**LISTED RECORDS**
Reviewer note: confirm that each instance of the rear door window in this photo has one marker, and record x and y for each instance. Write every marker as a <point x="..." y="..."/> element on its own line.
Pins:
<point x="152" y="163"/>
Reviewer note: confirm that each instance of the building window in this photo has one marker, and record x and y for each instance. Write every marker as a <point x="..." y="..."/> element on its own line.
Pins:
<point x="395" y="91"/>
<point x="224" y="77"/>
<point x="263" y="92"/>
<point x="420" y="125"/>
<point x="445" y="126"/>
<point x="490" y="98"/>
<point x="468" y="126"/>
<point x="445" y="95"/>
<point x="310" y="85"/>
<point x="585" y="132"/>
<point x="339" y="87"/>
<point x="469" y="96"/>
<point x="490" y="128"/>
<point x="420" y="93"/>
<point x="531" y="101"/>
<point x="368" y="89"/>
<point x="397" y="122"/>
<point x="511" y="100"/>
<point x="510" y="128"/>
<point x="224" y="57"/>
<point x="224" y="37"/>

--

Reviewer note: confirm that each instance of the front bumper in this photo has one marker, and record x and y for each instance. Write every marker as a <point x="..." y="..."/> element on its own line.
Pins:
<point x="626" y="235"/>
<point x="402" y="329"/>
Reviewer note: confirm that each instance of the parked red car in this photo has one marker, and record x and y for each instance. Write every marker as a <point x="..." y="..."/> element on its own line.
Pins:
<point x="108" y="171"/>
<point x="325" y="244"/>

**EXERCISE OBJECTIVE**
Taking the lines above, repeat exactly those from the line that contains "Reviewer note: confirm that each instance of the rear" through the line that contains "Reviewer note: confirm that each instance of the building", and both of those lines as well. Include nothing else.

**RESULT**
Reviewer note: confirm that each instance of the rear door window in this photo has one marker, and record x and y for each instance. Write every marker as a <point x="..." y="..."/> element on its own line.
Pins:
<point x="152" y="163"/>
Reviewer note: confirm that each instance of the building window in this photo has one marker, and record x and y for each instance. Write every marker as a <point x="..." y="..."/> element on its own line.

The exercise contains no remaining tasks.